##### ESTRATTO DELLA PAGINA #####

Le voci dal fronte di Baghdad: «Qui il clima è molto teso, a Erbil la situazione è più tranquilla» Timori anche in Afghanistan: «È il nostro lavoro, conosciamo i rischi Ma le famiglie stiano tranquille»

Foto d'archivio
Foto d'archivio

C'è preoccupazione tra i 5.560 militari italiani impegnati in missione di pace all'estero dopo l'uccisione del comandante delle Forze speciali dei Pasdaran iraniani, generale Qassem Soleimani. Il rischio è, soprattutto, quello di ritorsioni e attacchi terroristici. Tanto che i servizi di tutto il mondo già monitorano i siti internet di ambienti vicini a Teheran. L'altro ieri il ministro della Difesa, Lorenzo Guerini, ha deciso l'innalzamento delle misure di sicurezza dei contingenti dove operano i soldati italiani, predisponendo la limitazione al minimo degli spostamenti al di fuori delle basi.

«I problemi maggiori - racconta un militare impegnato nell'operazione Prima Parthica in Irak - li abbiamo a Baghdad, dove il clima è molto teso. A Erbil, invece, la questione si sente solo di riflesso, anche se ogni tipo di misura di tutela è stato preso». I controlli sono stati notevolmente intensificati e per verificare strani movimenti e situazioni sospette si usano i Predator, aerei a pilotaggio remoto in grado di filmare e fotografare il terreno dall'alto. Ma fondamentali sono anche i contatti esterni, in grado di anticipare eventuali situazioni di rischio. Ciò nonostante Guerini ha chiarito che «le missioni continuano come programmate. Nelle procedure di sicurezza che sono state innalzate si è deciso di sospendere temporaneamente l'attività di addestramento delle forze irachene, che riprenderà appena le condizioni lo permetteranno». Intensificare i controlli è previsto in situazioni di questo tipo e viene fatto ordinariamente. «Non ci sono - ha detto poi il titolare della Difesa - elementi di preoccupazioni legati a evidenze particolari, però c'è una situazione di tensione che richiede da parte nostra che in tutte le nostre missioni vi sia l'innalzamento di queste misure». E ha confermato che non si pensa ad alcun disimpegno. Alcuni giorni fa proprio in visita al contingente italiano a Erbil aveva detto che, semmai, nel Decreto missioni si pensa a un potenziamento di alcuni contingenti.

##### RIGHE DI DATI #####

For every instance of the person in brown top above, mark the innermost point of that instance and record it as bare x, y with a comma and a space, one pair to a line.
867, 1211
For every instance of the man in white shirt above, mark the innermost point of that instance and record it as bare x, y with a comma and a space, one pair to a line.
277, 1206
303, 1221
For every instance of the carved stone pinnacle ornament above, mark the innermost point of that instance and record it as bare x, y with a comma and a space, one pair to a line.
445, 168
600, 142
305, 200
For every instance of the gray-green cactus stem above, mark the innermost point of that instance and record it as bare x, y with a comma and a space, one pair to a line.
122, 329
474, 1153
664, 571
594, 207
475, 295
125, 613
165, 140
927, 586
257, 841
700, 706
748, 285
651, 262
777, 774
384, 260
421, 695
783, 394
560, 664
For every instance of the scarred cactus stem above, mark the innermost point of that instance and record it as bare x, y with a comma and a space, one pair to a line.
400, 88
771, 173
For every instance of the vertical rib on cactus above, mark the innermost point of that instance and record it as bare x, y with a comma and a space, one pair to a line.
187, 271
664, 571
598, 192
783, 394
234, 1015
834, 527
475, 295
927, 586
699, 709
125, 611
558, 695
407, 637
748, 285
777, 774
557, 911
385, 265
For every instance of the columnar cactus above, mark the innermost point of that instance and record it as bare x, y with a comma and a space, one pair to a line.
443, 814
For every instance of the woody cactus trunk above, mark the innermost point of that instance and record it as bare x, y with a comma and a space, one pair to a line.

#####

• [COMPITO SCRITTO 1]
Nell'estratto sui militari italiani all'estero, quanti sono i militari italiani impegnati in missione di pace fuori dal Paese?
• [COMPITO SCRITTO 2]
Restituisci dall'estratto sui militari italiani all'estero il tratto da "Le voci dal" fino a "fuori delle basi.".
• [COMPITO SCRITTO 3]
Quali nomi di luoghi geografici compaiono nell'estratto sui militari italiani all'estero? Elencali tutti.

• [RISPOSTA COMPLETA 1]
Sono 5.560.

• [RISPOSTA COMPLETA 2]
Le voci dal fronte di Baghdad: «Qui il clima è molto teso, a Erbil la situazione è più tranquilla» Timori anche in Afghanistan: «È il nostro lavoro, conosciamo i rischi Ma le famiglie stiano tranquille»

Foto d'archivio
Foto d'archivio

C'è preoccupazione tra i 5.560 militari italiani impegnati in missione di pace all'estero dopo l'uccisione del comandante delle Forze speciali dei Pasdaran iraniani, generale Qassem Soleimani. Il rischio è, soprattutto, quello di ritorsioni e attacchi terroristici. Tanto che i servizi di tutto il mondo già monitorano i siti internet di ambienti vicini a Teheran. L'altro ieri il ministro della Difesa, Lorenzo Guerini, ha deciso l'innalzamento delle misure di sicurezza dei contingenti dove operano i soldati italiani, predisponendo la limitazione al minimo degli spostamenti al di fuori delle basi.

• [RISPOSTA COMPLETA 3]
Baghdad, Erbil, Afghanistan, Teheran, Irak